Switch each "deepest inside it" to "most central within it" throughout the items below. Write the lines out again with everything else unchanged, and leave out the pictures.

------ Supplied information

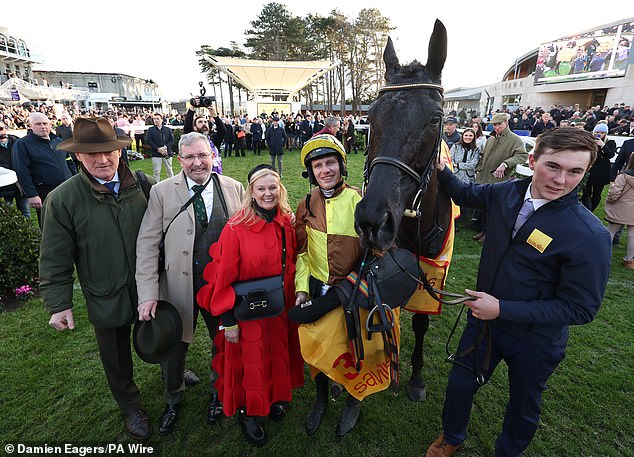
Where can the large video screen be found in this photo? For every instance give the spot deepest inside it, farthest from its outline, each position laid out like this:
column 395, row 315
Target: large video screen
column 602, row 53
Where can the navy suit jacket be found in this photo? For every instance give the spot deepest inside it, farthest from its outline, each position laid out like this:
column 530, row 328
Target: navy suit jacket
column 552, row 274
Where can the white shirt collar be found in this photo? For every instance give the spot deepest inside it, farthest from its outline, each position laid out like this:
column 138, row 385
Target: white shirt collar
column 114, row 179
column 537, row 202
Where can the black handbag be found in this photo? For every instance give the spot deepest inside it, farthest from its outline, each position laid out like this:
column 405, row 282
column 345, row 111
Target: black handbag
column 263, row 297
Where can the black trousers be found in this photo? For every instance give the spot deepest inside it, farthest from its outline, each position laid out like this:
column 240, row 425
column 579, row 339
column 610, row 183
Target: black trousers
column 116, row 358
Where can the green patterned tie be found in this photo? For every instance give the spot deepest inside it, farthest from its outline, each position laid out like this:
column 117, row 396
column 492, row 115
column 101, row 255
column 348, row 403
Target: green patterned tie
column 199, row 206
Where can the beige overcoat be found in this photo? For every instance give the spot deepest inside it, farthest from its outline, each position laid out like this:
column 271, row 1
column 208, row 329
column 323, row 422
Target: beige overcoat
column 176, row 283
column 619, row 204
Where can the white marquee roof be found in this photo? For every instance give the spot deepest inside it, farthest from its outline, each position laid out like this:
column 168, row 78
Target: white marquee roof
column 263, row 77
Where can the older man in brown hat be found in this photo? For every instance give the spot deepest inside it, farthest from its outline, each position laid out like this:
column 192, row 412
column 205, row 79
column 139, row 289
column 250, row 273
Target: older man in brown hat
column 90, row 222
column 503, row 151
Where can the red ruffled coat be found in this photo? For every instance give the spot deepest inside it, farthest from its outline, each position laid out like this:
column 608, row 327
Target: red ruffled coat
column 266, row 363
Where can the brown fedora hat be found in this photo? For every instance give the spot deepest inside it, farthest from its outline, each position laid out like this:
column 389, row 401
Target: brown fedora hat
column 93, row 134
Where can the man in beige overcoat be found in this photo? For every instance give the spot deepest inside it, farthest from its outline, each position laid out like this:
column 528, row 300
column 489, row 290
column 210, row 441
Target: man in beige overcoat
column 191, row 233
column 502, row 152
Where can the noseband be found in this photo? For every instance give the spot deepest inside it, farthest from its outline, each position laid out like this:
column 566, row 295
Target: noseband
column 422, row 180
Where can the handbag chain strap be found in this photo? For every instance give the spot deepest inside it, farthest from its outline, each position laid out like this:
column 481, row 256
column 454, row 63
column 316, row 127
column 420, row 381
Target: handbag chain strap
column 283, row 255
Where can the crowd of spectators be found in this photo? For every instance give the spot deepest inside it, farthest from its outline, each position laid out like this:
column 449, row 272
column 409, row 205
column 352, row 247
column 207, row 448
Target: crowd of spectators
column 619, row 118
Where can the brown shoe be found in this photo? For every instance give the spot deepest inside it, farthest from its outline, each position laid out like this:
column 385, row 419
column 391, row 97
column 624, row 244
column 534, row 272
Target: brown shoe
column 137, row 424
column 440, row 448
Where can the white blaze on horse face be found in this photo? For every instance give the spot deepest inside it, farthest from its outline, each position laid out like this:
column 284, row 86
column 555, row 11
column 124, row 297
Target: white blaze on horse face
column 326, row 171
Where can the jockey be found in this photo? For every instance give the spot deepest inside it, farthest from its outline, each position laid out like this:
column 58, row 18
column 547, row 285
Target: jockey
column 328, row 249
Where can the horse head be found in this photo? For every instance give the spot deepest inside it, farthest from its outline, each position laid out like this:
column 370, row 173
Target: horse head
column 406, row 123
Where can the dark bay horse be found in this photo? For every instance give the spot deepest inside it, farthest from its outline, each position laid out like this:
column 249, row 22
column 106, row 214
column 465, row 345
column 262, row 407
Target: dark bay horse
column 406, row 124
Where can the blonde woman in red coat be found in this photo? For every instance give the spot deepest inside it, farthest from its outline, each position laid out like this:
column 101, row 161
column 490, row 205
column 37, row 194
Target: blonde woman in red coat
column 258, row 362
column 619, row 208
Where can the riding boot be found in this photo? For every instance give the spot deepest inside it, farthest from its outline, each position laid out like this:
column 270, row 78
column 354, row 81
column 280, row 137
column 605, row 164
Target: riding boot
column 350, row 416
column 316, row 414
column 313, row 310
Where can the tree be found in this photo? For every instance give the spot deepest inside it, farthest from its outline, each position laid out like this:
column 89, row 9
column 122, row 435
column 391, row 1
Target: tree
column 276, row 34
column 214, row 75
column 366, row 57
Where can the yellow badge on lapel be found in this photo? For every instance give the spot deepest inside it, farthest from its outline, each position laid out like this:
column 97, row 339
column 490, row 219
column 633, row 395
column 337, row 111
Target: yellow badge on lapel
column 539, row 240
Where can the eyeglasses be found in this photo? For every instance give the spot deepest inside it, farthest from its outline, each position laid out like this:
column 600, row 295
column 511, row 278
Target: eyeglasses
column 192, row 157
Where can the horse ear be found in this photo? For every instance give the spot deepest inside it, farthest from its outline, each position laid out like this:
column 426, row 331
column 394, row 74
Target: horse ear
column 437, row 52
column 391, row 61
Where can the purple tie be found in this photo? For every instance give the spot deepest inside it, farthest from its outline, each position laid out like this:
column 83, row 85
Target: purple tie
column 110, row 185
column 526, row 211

------------

• [Written answer]
Where can the large video screen be found in this photo? For every instance give the spot most central within it, farthest from its outline, each position laid out like this:
column 395, row 315
Target: large video screen
column 602, row 53
Where can the navy suit jacket be found in this photo? For every instance give the spot most central within it, farthest from its outline, each position laid out like this:
column 530, row 328
Target: navy suit jacket
column 552, row 274
Where can the white shirt collar be found in this photo? For every instance give the spot most central within it, farthest from its outline, each position laid out like this:
column 138, row 385
Target: white shirt collar
column 114, row 179
column 537, row 202
Where can the black handbag be found in this photo? For every instance give the spot most central within it, farthest from its outline, each position laid out like this:
column 405, row 282
column 345, row 111
Target: black handbag
column 263, row 297
Where can the black trousers be found in this photo? For every instance give the spot most central within it, farthest from its outline, each position laid out like this:
column 240, row 425
column 579, row 339
column 610, row 183
Target: black trousers
column 116, row 358
Where can the green patterned tie be found in this photo? For every instance give the spot most central within it, farthest from its outline, each position laid out like this:
column 117, row 396
column 492, row 115
column 101, row 255
column 348, row 403
Target: green patterned tie
column 199, row 206
Where can the beige overcoat be found in this photo? For every instance give the spot most central within it, farthest from its outline, each position laid out like this:
column 271, row 1
column 208, row 329
column 323, row 422
Target: beige overcoat
column 176, row 283
column 619, row 204
Where can the white marquee roof be found in this photo? For every instance give the spot most central within it, farthest from its outline, each position laid out like this:
column 168, row 78
Target: white marquee roof
column 263, row 77
Where can the older man in brown hat be found in this photo? For every instance give the spot most central within it, farthest from its outline, each position laid out like this:
column 192, row 412
column 205, row 79
column 139, row 289
column 250, row 273
Target: older man in brown hat
column 90, row 222
column 503, row 151
Where can the red ruffled coat be found in this photo? For every instance give the spot most central within it, farthest from its outline, each position laid out like this:
column 608, row 327
Target: red ruffled coat
column 266, row 363
Where can the brown fedora hat be found in this photo? For every instance give the spot most central within it, farthest from its outline, each position laid out like this:
column 389, row 401
Target: brown fedora hat
column 93, row 134
Where can the man in beige overcoat be found in this photo? For every instance give the spot most central within it, farthest from its outline, each position laid out like this:
column 528, row 300
column 489, row 290
column 210, row 441
Target: man in beige overcoat
column 191, row 233
column 502, row 152
Where can the noseband be found in this photo? For every instance give the spot most central within it, farthest from its outline, each position laid out like this:
column 566, row 295
Target: noseband
column 422, row 180
Where can the handbag chain strap be found in this photo? For every instance give the spot most central within it, farthest from its outline, each position laid out like this:
column 481, row 256
column 454, row 63
column 316, row 127
column 420, row 381
Target: handbag chain strap
column 283, row 255
Where can the crowd of spectators be found in this photo? For every instance give the spot most central within it, farthest from its outline, each position laid out like this:
column 449, row 272
column 409, row 205
column 352, row 247
column 207, row 448
Target: crowd of spectators
column 619, row 118
Where can the brown shoe be found in this photo? For every instance give the spot most central within it, farthest from its outline, each position laid out like this:
column 385, row 419
column 391, row 97
column 624, row 244
column 534, row 272
Target: brown shoe
column 137, row 424
column 440, row 448
Where can the white blaze on horse face be found in this photo? For every instance give the spot most central within it, farthest from its outline, each position laid out like this:
column 284, row 86
column 555, row 11
column 124, row 297
Target: white blaze on horse face
column 326, row 171
Where can the jockey be found in this photo? For every instance give the spot most central within it, farthest from its outline, each position laid out like this:
column 58, row 18
column 547, row 285
Target: jockey
column 328, row 249
Where can the horse head be found in this photo? For every instance give the spot most central within it, farthest from its outline, each position laid out like this:
column 370, row 173
Target: horse head
column 406, row 123
Where can the dark bay horse be found in this photo? For every instance give the spot most central within it, farthest from its outline, each position laid out like this:
column 249, row 22
column 106, row 214
column 465, row 345
column 262, row 407
Target: dark bay horse
column 406, row 124
Where can the blonde woman in red coat be found in this photo? For every instance give the spot most central within it, farthest from its outline, each position laid out like this:
column 101, row 161
column 490, row 205
column 37, row 194
Target: blonde woman in red coat
column 258, row 362
column 619, row 208
Where can the riding boot be found in this photo? For every instance give the spot most central within it, farthest from its outline, each position laid out like this:
column 270, row 78
column 354, row 81
column 280, row 137
column 605, row 164
Target: riding boot
column 350, row 416
column 316, row 414
column 313, row 310
Where can the tree be found in this photo? For every instance give the spot most central within it, farthest from its outline, each position laid out like this:
column 89, row 9
column 122, row 435
column 391, row 1
Target: tree
column 276, row 34
column 214, row 75
column 366, row 57
Where can the yellow badge on lapel be found in this photo? For every instance give the spot most central within it, farthest from its outline, each position laid out like this:
column 97, row 339
column 490, row 219
column 633, row 395
column 337, row 111
Target: yellow badge on lapel
column 539, row 240
Where can the eyeglasses be found in this photo? For every instance give the spot most central within it, farthest from its outline, each position laid out like this:
column 600, row 295
column 511, row 278
Target: eyeglasses
column 192, row 157
Where can the horse ear be found in this photo? For every instance give the spot most central within it, farthest from its outline, each position laid out like this:
column 426, row 331
column 394, row 74
Target: horse ear
column 437, row 52
column 391, row 61
Where can the purple tie be found in this photo? For every instance give the spot most central within it, farthest from its outline, each position laid out like this:
column 83, row 85
Target: purple tie
column 110, row 185
column 526, row 211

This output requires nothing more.